Task description
Which sailors does the regatta report below name?

>> BEGIN Provided text

In the Laser Radial Fleet, defending champion Richard Bott from NSW held onto his overnight lead to win again with another sailor from NSW Adam French second. Local hero from Royal Queensland Yacht Club Greg Adams was 3rd. Kiwi Mike Knowsley who was 2nd last year was a little disappointed with his 10th overall and 5th Apprentice but enjoyed the "learning experience". 65+ Great Grand Master Jim Quinn had a great regatta and was 2nd in his division 13th overall. Sandra Sharland was 3rd in her division 29th overall.
All the Kiwi's had a great time even though the temperatures were setting record lows. The Queensland Laser Association & Royal Queensland Yacht Club were great hosts with plenty of great fun social activities (excluding the Rugby). Performance Sailcraft Australia also did a great job providing new charter boats and sponsoring the Laser Masters Series. The next event in the series is the NSW/ACT State Championships November 22 & 23. For the Kiwi's the next Regatta is the Manly Icebreaker September 28 at Manly Sailing Club.
27 July Day 3
Light winds and big shifts test sailors and Race Committee again today.
The Kiwi's did not fair well today in the shifty 0-5 knot winds. Finding the wind and the direction which it was next going to fill in from, was the dilemma for the Race Committee and Sailors. Ten races were started today but only 3 were completed and one of those was severly shortened as wind completely disappeared in the afternoon. Sailing will start early tomorrow in the expected 20 knot winds. This should allow 3 races to be sailed and so the 2008 South Pacific Masters will have all scheduled races completed.

>> END Provided text
>> BEGIN Entries supplied

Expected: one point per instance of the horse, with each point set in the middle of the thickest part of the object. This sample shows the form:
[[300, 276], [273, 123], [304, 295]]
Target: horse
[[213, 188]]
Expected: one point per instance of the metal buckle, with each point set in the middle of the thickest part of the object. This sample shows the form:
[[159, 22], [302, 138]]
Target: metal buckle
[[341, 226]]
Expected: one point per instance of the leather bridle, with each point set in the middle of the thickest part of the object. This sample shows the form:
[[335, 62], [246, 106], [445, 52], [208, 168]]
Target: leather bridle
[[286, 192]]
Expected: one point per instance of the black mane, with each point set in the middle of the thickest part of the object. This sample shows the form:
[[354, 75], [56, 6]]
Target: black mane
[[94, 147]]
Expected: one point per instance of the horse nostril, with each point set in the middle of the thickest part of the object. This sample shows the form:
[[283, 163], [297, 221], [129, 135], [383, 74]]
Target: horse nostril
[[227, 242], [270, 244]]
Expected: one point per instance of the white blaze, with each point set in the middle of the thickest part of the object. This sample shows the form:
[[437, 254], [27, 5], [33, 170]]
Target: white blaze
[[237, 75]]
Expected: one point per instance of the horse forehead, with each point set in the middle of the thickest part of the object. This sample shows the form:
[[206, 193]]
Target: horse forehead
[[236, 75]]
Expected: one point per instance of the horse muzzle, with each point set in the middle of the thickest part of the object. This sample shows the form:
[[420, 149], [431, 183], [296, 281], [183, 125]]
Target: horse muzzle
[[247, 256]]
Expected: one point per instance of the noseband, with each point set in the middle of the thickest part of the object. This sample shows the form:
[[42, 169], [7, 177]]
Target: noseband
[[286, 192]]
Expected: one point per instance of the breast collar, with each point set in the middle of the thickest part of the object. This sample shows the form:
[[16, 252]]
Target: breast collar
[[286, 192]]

>> END Entries supplied

Correct output
Richard Bott, Adam French, Greg Adams, Mike Knowsley, Jim Quinn, Sandra Sharland